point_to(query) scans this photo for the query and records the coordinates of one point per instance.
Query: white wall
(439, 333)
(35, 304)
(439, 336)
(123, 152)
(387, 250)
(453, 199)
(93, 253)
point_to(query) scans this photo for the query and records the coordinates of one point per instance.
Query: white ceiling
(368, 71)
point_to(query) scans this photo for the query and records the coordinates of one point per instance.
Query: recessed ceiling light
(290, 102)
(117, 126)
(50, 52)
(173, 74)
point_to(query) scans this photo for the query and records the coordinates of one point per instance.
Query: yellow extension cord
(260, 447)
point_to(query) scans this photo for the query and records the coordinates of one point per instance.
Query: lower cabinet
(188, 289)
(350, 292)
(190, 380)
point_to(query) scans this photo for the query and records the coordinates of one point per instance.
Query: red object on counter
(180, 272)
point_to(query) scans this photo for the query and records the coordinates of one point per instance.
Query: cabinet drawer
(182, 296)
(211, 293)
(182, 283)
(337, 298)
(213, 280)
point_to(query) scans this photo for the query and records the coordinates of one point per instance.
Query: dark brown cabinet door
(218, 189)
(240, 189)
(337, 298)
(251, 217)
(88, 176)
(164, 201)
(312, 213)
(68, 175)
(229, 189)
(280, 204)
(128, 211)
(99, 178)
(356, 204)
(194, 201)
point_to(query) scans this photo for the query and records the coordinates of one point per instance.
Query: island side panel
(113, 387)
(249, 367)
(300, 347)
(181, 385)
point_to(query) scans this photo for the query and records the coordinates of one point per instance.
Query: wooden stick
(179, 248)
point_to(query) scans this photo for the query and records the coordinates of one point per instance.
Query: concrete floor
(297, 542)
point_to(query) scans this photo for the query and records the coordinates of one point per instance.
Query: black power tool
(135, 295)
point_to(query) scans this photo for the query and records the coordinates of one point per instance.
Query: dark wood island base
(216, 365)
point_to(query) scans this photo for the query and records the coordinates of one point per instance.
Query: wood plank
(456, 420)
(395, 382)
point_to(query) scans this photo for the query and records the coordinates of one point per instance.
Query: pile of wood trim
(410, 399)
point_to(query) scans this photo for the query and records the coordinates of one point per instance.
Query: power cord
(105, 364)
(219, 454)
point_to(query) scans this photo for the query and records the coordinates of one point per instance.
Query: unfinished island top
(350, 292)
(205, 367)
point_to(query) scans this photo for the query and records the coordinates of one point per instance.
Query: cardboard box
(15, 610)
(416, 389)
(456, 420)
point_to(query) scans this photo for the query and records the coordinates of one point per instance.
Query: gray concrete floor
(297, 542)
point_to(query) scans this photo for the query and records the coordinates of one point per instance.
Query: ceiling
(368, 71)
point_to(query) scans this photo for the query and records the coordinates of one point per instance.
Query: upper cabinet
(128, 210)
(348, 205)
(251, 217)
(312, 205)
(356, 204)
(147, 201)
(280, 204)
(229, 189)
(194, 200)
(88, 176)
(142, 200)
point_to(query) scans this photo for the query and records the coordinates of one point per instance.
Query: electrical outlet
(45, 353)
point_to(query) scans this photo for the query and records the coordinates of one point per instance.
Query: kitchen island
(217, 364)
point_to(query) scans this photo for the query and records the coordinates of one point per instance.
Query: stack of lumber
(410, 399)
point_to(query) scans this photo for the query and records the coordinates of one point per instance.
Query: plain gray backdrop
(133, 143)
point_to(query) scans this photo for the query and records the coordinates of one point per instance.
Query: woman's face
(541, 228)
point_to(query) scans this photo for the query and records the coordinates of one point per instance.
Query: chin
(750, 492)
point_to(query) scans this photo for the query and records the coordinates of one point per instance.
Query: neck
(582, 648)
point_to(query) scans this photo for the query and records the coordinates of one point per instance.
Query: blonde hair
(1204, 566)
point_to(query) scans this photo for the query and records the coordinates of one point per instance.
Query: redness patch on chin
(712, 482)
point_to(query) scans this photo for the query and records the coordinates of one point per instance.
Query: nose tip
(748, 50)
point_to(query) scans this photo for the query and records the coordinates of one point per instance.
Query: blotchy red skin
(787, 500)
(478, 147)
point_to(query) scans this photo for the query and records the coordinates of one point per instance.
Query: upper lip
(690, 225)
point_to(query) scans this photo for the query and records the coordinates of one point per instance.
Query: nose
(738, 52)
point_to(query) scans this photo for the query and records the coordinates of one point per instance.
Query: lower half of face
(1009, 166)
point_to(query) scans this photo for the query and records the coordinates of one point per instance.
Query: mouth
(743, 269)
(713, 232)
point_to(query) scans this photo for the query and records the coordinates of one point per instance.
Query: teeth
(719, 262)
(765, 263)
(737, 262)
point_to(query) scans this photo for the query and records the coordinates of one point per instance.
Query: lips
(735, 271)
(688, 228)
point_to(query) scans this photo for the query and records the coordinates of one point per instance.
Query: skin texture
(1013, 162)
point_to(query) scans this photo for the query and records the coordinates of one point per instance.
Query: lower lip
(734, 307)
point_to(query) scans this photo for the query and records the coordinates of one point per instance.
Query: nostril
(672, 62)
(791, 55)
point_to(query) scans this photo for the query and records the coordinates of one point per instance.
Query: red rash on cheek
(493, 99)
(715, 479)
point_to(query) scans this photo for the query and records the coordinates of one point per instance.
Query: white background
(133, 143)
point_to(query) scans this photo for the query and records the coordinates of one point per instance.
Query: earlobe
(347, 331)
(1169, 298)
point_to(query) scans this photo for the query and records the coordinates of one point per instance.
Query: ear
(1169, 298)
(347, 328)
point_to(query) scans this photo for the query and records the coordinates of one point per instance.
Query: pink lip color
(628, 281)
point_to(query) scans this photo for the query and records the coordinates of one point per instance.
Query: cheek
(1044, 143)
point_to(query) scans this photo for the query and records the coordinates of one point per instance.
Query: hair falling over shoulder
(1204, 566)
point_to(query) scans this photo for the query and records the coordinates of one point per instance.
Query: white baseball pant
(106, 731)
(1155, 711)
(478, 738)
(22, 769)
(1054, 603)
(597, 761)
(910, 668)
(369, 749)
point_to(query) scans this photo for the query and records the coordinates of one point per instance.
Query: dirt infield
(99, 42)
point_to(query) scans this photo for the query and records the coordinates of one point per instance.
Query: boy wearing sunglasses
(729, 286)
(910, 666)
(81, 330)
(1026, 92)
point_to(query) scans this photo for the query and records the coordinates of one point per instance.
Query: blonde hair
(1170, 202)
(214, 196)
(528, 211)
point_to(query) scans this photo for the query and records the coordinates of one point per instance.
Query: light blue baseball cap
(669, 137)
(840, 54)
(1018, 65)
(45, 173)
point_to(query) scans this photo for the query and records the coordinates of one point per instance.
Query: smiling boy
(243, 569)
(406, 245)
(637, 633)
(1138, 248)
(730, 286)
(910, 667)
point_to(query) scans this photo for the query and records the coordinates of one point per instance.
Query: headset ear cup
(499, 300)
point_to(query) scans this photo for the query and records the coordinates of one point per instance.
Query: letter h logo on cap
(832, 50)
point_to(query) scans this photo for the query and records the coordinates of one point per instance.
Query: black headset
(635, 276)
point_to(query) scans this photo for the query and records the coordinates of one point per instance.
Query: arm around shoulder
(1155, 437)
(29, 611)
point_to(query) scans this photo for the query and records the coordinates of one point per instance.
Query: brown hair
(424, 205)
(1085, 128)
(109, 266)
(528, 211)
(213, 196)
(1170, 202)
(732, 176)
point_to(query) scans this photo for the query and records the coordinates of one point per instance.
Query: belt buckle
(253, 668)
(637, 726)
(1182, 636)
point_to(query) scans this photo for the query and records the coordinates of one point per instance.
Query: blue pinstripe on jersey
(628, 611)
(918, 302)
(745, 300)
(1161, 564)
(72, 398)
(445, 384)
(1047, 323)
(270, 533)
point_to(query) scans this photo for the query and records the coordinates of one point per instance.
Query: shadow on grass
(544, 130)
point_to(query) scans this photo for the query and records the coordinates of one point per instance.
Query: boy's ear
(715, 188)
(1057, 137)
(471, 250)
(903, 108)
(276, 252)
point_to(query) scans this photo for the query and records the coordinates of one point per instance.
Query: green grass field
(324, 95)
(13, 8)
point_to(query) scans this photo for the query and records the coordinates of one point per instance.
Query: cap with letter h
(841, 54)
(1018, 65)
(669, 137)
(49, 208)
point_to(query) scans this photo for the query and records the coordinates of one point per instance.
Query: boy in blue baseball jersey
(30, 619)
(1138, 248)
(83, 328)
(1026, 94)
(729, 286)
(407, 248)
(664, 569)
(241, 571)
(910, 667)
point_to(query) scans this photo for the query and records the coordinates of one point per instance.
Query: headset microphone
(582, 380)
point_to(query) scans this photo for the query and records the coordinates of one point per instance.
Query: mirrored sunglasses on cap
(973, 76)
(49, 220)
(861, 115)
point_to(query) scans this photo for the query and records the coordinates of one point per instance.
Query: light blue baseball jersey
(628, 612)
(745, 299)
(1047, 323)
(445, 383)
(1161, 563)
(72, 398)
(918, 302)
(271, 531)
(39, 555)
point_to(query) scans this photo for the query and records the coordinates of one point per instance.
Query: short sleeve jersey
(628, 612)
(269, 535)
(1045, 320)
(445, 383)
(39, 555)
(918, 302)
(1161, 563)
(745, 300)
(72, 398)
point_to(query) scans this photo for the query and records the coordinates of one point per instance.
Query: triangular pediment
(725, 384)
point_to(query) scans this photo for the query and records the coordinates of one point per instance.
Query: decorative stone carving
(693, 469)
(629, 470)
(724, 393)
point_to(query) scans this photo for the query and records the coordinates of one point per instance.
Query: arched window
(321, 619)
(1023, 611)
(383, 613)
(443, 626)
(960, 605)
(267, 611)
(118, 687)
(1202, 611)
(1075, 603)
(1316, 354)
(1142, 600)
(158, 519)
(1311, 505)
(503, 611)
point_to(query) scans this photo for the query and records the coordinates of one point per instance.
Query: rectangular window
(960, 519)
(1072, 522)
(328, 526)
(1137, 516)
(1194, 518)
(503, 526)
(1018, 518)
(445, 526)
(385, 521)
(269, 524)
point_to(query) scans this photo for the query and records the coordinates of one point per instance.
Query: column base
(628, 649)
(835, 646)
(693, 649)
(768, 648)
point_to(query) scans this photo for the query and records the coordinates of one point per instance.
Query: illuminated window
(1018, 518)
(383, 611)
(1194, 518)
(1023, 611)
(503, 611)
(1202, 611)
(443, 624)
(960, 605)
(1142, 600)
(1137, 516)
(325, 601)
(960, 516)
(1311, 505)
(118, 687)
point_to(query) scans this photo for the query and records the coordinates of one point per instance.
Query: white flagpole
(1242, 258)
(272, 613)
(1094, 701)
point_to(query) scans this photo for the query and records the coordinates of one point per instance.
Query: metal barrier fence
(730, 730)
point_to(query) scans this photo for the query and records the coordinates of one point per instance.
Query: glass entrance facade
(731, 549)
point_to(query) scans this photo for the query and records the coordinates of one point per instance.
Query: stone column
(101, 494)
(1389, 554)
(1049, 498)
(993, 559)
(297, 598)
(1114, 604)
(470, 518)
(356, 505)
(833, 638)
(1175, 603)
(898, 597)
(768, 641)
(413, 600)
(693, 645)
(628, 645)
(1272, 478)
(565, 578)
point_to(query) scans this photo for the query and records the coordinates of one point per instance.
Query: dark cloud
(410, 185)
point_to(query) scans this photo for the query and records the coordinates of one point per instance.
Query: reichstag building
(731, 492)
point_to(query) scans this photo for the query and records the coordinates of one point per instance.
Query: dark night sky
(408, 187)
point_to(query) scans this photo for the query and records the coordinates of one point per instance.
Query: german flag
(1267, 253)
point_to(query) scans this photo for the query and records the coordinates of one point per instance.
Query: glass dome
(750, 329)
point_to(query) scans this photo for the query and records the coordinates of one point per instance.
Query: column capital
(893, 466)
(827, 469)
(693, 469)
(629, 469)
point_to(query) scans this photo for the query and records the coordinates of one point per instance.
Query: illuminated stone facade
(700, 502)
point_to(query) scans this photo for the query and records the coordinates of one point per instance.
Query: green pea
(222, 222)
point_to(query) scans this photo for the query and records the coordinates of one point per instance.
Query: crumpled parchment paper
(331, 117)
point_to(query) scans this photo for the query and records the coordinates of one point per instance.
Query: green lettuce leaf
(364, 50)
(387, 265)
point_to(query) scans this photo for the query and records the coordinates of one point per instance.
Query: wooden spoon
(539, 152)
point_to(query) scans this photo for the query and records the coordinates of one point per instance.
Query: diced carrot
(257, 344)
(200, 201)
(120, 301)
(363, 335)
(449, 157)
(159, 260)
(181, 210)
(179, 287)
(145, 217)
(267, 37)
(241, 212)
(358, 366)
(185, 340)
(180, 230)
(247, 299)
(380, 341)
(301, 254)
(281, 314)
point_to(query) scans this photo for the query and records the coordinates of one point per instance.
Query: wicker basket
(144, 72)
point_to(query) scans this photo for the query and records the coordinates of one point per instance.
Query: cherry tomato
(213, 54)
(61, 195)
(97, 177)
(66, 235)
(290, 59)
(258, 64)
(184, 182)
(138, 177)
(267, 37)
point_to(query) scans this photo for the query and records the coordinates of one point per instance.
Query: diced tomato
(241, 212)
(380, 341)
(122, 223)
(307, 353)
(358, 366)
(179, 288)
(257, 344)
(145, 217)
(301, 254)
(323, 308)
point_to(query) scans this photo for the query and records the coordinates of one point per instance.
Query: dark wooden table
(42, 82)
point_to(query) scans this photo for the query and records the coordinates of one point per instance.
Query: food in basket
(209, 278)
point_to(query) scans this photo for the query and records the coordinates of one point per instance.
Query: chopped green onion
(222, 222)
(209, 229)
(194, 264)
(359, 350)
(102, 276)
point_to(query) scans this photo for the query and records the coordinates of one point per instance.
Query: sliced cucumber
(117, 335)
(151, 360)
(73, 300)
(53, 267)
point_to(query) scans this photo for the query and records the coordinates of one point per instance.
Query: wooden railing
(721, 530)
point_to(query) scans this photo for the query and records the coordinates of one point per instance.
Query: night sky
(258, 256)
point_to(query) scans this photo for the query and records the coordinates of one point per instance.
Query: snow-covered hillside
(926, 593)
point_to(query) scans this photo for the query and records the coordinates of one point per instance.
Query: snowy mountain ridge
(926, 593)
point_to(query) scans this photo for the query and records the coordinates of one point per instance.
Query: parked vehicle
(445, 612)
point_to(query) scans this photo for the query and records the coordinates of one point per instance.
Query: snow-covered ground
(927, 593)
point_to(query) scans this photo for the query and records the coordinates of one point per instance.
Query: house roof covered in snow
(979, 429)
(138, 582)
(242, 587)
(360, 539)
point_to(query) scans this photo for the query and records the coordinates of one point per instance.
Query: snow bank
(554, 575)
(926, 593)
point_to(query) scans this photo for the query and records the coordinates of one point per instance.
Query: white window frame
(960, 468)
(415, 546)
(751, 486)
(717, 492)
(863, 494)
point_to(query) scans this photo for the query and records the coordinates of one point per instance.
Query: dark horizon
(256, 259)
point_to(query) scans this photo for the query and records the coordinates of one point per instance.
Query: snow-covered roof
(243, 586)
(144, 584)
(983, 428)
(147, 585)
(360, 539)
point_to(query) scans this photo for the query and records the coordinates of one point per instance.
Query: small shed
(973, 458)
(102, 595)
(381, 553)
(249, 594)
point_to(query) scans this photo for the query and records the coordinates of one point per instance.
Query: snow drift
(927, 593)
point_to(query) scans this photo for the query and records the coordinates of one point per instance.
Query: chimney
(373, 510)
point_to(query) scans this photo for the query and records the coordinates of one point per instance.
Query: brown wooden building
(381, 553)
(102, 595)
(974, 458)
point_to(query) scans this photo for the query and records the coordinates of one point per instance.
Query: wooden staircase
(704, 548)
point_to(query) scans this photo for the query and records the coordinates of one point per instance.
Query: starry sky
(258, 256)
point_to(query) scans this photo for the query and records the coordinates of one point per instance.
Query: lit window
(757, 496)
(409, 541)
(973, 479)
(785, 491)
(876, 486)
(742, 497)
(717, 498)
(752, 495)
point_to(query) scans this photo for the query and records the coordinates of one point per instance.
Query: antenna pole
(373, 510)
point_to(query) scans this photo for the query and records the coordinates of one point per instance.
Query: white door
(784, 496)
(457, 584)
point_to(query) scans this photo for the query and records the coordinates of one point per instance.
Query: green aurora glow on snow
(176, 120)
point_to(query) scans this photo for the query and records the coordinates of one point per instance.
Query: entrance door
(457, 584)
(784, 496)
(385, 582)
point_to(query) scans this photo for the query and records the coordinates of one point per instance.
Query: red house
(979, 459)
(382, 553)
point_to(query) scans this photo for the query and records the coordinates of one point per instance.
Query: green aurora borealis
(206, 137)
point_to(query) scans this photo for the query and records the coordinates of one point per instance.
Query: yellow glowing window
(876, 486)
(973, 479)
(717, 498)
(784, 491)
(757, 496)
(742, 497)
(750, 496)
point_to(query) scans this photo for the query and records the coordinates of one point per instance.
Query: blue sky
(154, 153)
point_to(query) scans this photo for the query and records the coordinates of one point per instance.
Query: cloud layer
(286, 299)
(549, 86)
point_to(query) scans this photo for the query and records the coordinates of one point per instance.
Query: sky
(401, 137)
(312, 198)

:::::

Gather each line of the items above that contains the string "brown". Case counts.

### Solved problem
Query: dark brown cabinet door
Query: brown hair
Query: brown wooden building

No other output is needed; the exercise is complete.